-- Recorded information follows --
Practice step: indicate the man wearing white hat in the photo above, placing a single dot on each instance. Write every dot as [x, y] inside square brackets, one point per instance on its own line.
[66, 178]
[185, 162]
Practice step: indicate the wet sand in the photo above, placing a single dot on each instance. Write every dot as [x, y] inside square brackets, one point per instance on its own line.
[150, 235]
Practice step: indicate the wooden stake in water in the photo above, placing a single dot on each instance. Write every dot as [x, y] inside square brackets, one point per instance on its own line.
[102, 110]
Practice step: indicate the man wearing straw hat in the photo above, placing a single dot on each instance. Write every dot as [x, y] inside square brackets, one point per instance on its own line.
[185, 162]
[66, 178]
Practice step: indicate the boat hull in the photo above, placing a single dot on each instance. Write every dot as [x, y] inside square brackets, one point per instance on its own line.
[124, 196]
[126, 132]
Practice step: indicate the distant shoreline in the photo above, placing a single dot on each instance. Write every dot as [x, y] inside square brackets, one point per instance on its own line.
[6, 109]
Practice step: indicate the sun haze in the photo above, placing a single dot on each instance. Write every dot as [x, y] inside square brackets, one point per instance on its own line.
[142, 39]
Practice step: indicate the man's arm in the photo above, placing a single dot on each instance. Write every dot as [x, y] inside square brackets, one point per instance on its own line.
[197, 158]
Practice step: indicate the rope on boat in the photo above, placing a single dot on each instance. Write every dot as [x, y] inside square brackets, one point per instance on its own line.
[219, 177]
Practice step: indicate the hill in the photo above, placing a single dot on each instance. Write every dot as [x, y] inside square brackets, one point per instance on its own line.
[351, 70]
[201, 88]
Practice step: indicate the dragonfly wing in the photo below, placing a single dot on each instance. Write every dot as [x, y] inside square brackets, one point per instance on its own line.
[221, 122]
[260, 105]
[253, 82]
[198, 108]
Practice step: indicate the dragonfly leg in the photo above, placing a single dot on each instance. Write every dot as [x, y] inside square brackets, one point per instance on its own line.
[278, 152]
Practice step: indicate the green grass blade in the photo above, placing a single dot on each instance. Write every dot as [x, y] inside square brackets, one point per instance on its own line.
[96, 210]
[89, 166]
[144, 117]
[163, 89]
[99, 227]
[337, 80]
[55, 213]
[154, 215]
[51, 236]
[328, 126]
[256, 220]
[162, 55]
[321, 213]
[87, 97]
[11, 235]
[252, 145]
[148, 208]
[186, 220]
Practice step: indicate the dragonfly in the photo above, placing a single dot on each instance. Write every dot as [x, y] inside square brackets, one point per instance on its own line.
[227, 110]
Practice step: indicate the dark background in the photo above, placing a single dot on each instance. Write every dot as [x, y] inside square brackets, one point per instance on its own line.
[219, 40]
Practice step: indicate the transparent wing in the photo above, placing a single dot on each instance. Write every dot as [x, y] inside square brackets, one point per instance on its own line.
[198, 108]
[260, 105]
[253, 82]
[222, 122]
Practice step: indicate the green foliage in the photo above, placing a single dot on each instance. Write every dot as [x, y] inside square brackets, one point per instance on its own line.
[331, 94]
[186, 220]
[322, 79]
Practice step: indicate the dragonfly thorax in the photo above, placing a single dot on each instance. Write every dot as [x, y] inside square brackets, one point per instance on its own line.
-- Recorded information concluded --
**Work instructions**
Extract each line of the material exactly as it stands.

**Solution below**
Practice step: indicate the man wearing white hat in the photo above, placing a single dot on each instance. Write every dot as [x, y] inside square brackets, one point per instance on its own line.
[66, 178]
[185, 162]
Practice step: indicate the wet sand in the photo above, placing a single dot on each instance. Write every dot as [x, y] inside square brackets, one point per instance on its own line.
[150, 235]
Practice step: indicate the wooden stake in water in the photo above, placing a single dot on each instance. Write every dot as [x, y] inside square brackets, one point per instance on its own line.
[102, 110]
Practice step: indicate the man wearing straw hat in the photo above, placing a single dot on each instance. Write every dot as [x, y] inside square brackets, one point per instance on its own line.
[185, 162]
[66, 178]
Practice step: indicate the boat hull in the photo above, placing a single dot on each instance. Write every dot as [x, y] inside square brackets, one point per instance on its own line.
[124, 196]
[126, 132]
Practice step: indicate the distant shoreline in the photo above, placing a single dot on each instance. Write every dot as [x, y] inside square brackets, one point per instance on its own line.
[6, 109]
Practice step: indicate the sun haze in the photo above, placing a single dot on each instance. Write every dot as [x, y] inside square brackets, one point per instance on its own line.
[142, 39]
Practice step: indicate the man's arm in the photo above, placing a single dot on each instance. Write every dot as [x, y] inside square brackets, one point per instance on its own line.
[197, 158]
Practice step: indicate the rope on boat in the photo above, placing a single dot on each instance. Write every dot as [x, y] inside square brackets, one point per instance on its own line.
[219, 177]
Practice step: indicate the hill in the photo above, placing a single dot on each instance. Write every dot as [x, y] inside square brackets, one point per instance on its own line.
[351, 70]
[201, 88]
Practice step: indicate the dragonfly wing in the photo below, placing a single dot on each instance. Write every dot as [x, y] inside square brackets, one point per instance on its own line.
[221, 122]
[260, 105]
[253, 82]
[198, 108]
Practice step: indicate the dragonfly leg in the photo above, placing a single dot on each instance. Write every dot as [x, y] inside square brackets, one point per instance on its own line.
[278, 152]
Practice step: indicate the green grass blade in the photo above, placing a single dot on each instance. Write every dot as [x, y] inside square brackets, one point per instance on its own line.
[96, 210]
[89, 166]
[144, 117]
[163, 89]
[99, 227]
[337, 80]
[55, 213]
[154, 215]
[51, 236]
[328, 126]
[256, 220]
[162, 55]
[321, 213]
[87, 97]
[11, 235]
[252, 145]
[148, 208]
[186, 220]
Practice step: indicate the dragonfly in the photo above, placing a single dot on each instance. Write every dot as [x, y] inside square brackets, one point per instance on its own line.
[227, 110]
Practice step: indicate the dark background in the photo above, placing a single dot on each instance. Write every dot as [x, y] inside square brackets, one point per instance on its own line.
[219, 40]
Practice step: indicate the transparent wing in the photo above, placing a single dot on each instance. Write every dot as [x, y] inside square brackets, one point per instance on its own line.
[198, 108]
[260, 105]
[253, 82]
[222, 122]
Practice step: indicate the green foliage in the photo above, placing a single dot on each instance. Write every dot as [x, y] inside square brackets, one point per instance on its own line.
[331, 94]
[186, 220]
[322, 79]
Practice step: indicate the dragonfly thorax in the photo above, placing a single dot on each instance. Write every dot as [x, y] inside square brackets, one point per instance on its own line.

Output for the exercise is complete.